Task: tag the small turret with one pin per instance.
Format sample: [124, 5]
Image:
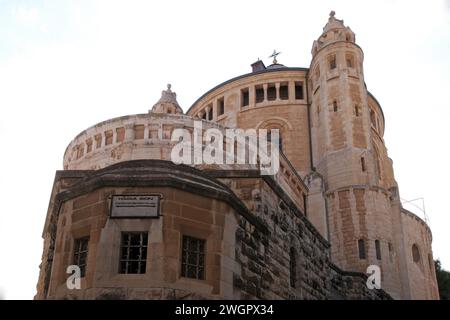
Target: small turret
[334, 30]
[167, 103]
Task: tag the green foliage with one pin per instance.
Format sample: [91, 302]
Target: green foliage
[443, 279]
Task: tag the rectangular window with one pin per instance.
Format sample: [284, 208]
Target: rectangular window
[391, 251]
[120, 134]
[298, 91]
[244, 97]
[361, 249]
[335, 108]
[139, 131]
[292, 268]
[259, 91]
[108, 137]
[98, 141]
[284, 92]
[193, 258]
[80, 254]
[332, 62]
[89, 145]
[271, 92]
[210, 115]
[220, 106]
[378, 249]
[133, 252]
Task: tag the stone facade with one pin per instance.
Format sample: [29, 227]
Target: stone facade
[307, 232]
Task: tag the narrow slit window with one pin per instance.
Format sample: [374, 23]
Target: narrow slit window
[259, 91]
[271, 92]
[80, 254]
[245, 97]
[391, 251]
[133, 255]
[221, 106]
[292, 268]
[378, 249]
[361, 249]
[284, 92]
[332, 62]
[193, 258]
[298, 91]
[210, 113]
[415, 253]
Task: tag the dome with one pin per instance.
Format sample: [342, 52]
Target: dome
[167, 103]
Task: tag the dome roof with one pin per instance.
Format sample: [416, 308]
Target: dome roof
[333, 23]
[276, 66]
[167, 103]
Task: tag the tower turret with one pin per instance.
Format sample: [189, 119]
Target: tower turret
[345, 154]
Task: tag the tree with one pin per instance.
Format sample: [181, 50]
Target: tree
[443, 279]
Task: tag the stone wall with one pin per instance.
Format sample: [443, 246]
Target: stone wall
[252, 231]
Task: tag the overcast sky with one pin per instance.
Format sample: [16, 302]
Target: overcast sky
[66, 65]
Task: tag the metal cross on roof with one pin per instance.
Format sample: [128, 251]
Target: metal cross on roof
[274, 56]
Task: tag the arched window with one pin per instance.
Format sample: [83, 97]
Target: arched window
[280, 140]
[415, 253]
[361, 249]
[292, 268]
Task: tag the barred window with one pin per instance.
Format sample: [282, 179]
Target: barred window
[80, 254]
[193, 258]
[133, 255]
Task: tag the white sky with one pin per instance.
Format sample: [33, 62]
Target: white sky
[66, 65]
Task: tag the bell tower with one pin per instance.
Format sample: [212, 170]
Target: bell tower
[358, 204]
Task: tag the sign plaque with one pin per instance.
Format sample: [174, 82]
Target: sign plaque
[135, 206]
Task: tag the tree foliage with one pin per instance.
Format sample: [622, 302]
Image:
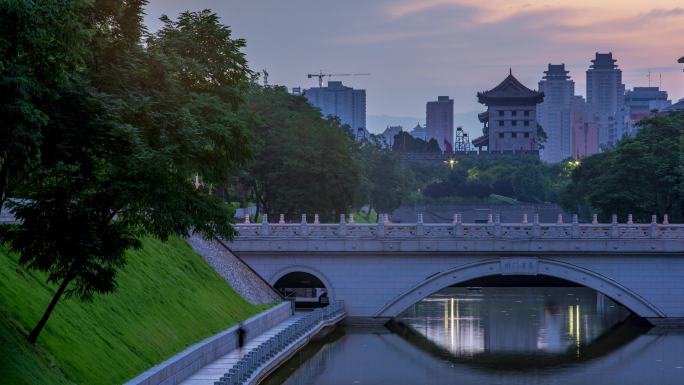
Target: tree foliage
[526, 179]
[642, 176]
[42, 43]
[121, 142]
[304, 163]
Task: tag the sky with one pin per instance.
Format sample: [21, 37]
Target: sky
[416, 50]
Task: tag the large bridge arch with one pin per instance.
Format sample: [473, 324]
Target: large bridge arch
[540, 266]
[305, 269]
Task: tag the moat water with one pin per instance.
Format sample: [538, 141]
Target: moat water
[536, 335]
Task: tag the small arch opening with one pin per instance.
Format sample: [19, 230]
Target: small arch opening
[305, 289]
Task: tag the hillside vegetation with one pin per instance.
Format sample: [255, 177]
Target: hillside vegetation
[168, 298]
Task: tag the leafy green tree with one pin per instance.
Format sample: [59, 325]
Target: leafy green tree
[641, 176]
[42, 44]
[123, 142]
[304, 163]
[386, 180]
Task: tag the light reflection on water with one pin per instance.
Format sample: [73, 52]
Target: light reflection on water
[503, 320]
[560, 336]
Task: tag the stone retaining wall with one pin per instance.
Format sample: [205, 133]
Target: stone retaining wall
[182, 365]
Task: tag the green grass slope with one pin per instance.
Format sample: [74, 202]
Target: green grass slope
[168, 298]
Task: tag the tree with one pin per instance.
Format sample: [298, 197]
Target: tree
[123, 143]
[641, 176]
[42, 44]
[385, 180]
[304, 163]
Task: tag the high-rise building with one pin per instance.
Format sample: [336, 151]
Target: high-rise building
[440, 122]
[510, 122]
[554, 114]
[346, 103]
[584, 131]
[642, 103]
[389, 134]
[605, 98]
[418, 132]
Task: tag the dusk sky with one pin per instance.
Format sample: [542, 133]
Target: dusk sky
[417, 50]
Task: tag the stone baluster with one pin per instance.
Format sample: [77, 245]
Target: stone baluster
[264, 225]
[654, 226]
[497, 225]
[420, 230]
[458, 225]
[536, 229]
[342, 229]
[614, 228]
[303, 226]
[380, 226]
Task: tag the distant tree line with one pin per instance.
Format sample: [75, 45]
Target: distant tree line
[641, 175]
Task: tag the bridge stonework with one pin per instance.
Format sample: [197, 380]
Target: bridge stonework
[379, 270]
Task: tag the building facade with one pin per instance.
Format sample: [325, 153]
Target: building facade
[605, 98]
[642, 103]
[389, 134]
[555, 113]
[439, 125]
[584, 131]
[510, 122]
[418, 132]
[346, 103]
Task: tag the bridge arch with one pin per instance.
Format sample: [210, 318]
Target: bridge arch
[549, 267]
[304, 269]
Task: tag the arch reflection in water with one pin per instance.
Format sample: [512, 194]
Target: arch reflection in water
[496, 320]
[537, 343]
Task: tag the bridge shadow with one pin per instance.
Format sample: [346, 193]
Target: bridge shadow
[611, 340]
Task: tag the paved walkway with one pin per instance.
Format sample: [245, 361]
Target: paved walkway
[215, 370]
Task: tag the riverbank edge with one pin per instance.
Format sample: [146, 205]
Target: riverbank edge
[323, 328]
[179, 367]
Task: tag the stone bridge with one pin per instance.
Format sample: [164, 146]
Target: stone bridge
[381, 269]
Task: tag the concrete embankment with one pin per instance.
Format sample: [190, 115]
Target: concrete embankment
[179, 367]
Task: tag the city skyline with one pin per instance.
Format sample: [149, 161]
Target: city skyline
[416, 51]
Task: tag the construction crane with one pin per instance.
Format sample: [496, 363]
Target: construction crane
[320, 75]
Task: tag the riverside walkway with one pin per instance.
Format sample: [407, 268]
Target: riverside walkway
[211, 373]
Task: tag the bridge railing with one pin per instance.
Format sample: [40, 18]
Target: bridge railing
[493, 229]
[260, 355]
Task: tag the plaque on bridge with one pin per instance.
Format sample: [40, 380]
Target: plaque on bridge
[519, 266]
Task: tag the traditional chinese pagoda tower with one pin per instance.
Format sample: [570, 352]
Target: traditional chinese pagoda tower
[510, 122]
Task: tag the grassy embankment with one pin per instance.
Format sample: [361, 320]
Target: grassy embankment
[168, 298]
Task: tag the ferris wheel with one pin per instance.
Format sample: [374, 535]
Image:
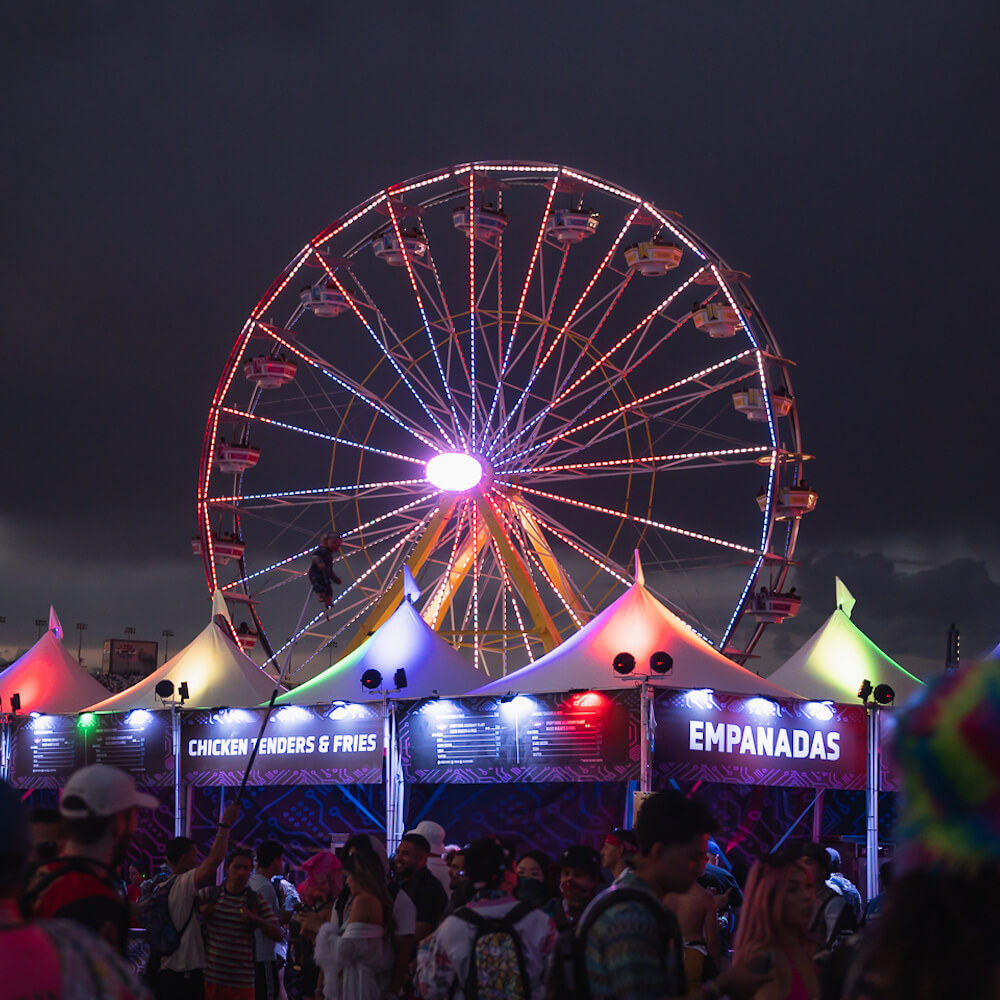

• TASK DETAILS: Nothing but the lines from the start of the records above through the line with "Format sample: [284, 208]" should be retyped, each exactly as written; leave out all pictures.

• ANSWER SECTION:
Task: tag the small turret with one pin per instance.
Format sample: [124, 5]
Image:
Target: small turret
[334, 30]
[167, 103]
Task: tag the green foliage with one pin per instance.
Format sample: [91, 302]
Target: green foliage
[443, 279]
Task: tag the rectangular window with one pin per instance.
Format sample: [284, 208]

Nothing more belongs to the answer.